Após a construção de uma vedação na fronteira da Hungria com a Croácia e o encerramento da fronteira entre os dois países, Eslovénia e Áustria tornaram-se zonas de trânsito procuradas por milhares de migrantes que sonham com a chegada à Alemanha. Confrontada com esta pressão migratória, Viena quer levantar “barreiras técnicas e sólidas” para controlar o fluxo
Depois da Hungria, é a vez da Áustria. O Governo austríaco tem planos para construir uma barreira junto à fronteira com a Eslovénia, assediada nos últimos dias por milhares de migrantes que querem prosseguir viagem até ao Norte da Europa. Durante uma visita à localidade fronteiriça austríaca de Spielfeld, a ministra do Interior defendeu a necessidade de “medidas especiais de construção” para reforçar a fronteira.
“A situação é especialmente dinâmica aqui, disse Johanna Mikl-Leitner. “Temos tido entre 3000 e 8000 pessoas a atravessar a fronteira [todos os dias]. Mas temos de nos preparar para [um cenário de] 12.000.”
A governante austríaca não apresentou calendário nem orçamento para o projeto. Um documento governamental entretanto divulgado fala apenas de “barreiras técnicas e sólidas ao longo de vários quilómetros”.
Esta quarta-feira, em entrevista à televisão pública Oe1, a ministra procurou justificar a polémica medida: “Trata-se de assegurar uma entrada no país de forma ordeira e controlada, e não do encerramento da fronteira”. Johanna Mikl-Leitner alertou para a proximidade do inverno, que pode originar uma escalada das situações de risco se os migrantes forem obrigados a esperar durante horas sob temperaturas gélidas.
“Sabemos que nos últimos dias e semanas, grupos de migrantes têm ficado mais impacientes, agressivos e emotivos. Se grupos de pessoas começarem a empurrar, com crianças e mulheres apanhadas no meio, serão necessárias medidas estáveis e massivas.”
A um passo da Alemanha
A cidade austríaca de Spielfeld, que a ministra visitou na terça-feira, dista menos de um quilómetro da cidade eslovena de Sentilj. As duas localidades fronteiriças situam-se no coração do mais recente corredor procurado por milhares de migrantes que buscam o “el dorado europeu”.

|---|

# Tarefa:
Extraia do excerto da página, sem qualquer alteração, o trecho que vai de "Após a construção" até "reforçar a fronteira.". As linhas que vêm a seguir não têm qualquer papel aqui.

# Excerto dos dados:

|---|

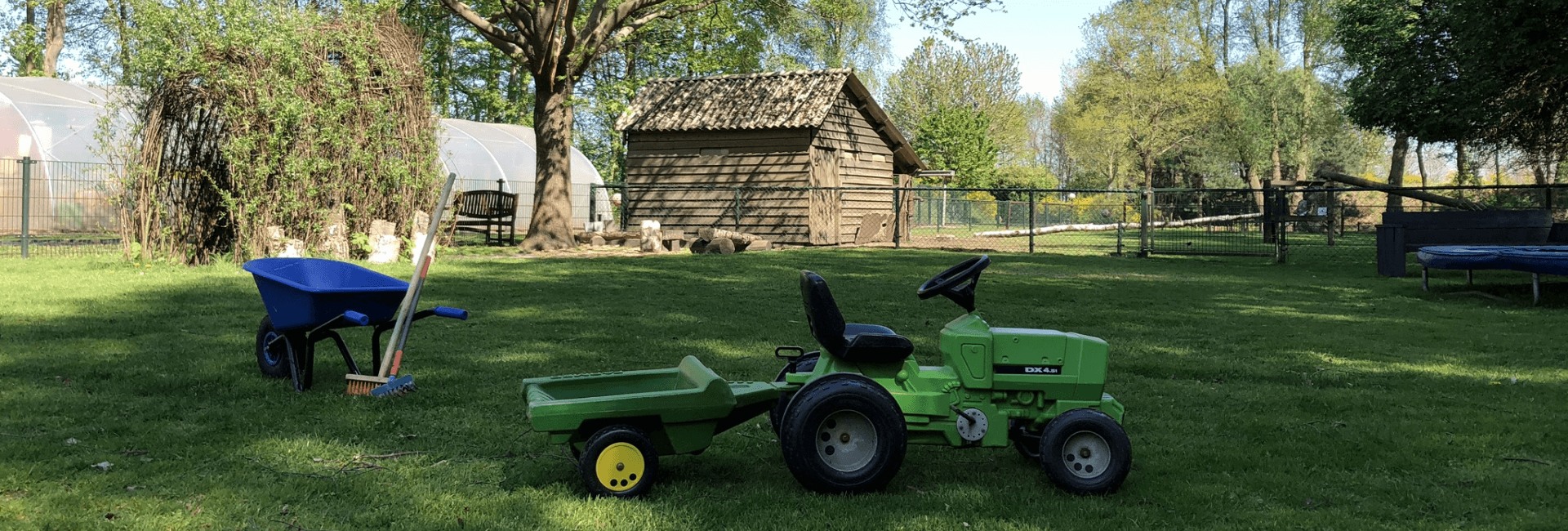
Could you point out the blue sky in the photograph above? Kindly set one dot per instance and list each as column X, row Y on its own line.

|---|

# Resposta da tarefa:
Após a construção de uma vedação na fronteira da Hungria com a Croácia e o encerramento da fronteira entre os dois países, Eslovénia e Áustria tornaram-se zonas de trânsito procuradas por milhares de migrantes que sonham com a chegada à Alemanha. Confrontada com esta pressão migratória, Viena quer levantar “barreiras técnicas e sólidas” para controlar o fluxo
Depois da Hungria, é a vez da Áustria. O Governo austríaco tem planos para construir uma barreira junto à fronteira com a Eslovénia, assediada nos últimos dias por milhares de migrantes que querem prosseguir viagem até ao Norte da Europa. Durante uma visita à localidade fronteiriça austríaca de Spielfeld, a ministra do Interior defendeu a necessidade de “medidas especiais de construção” para reforçar a fronteira.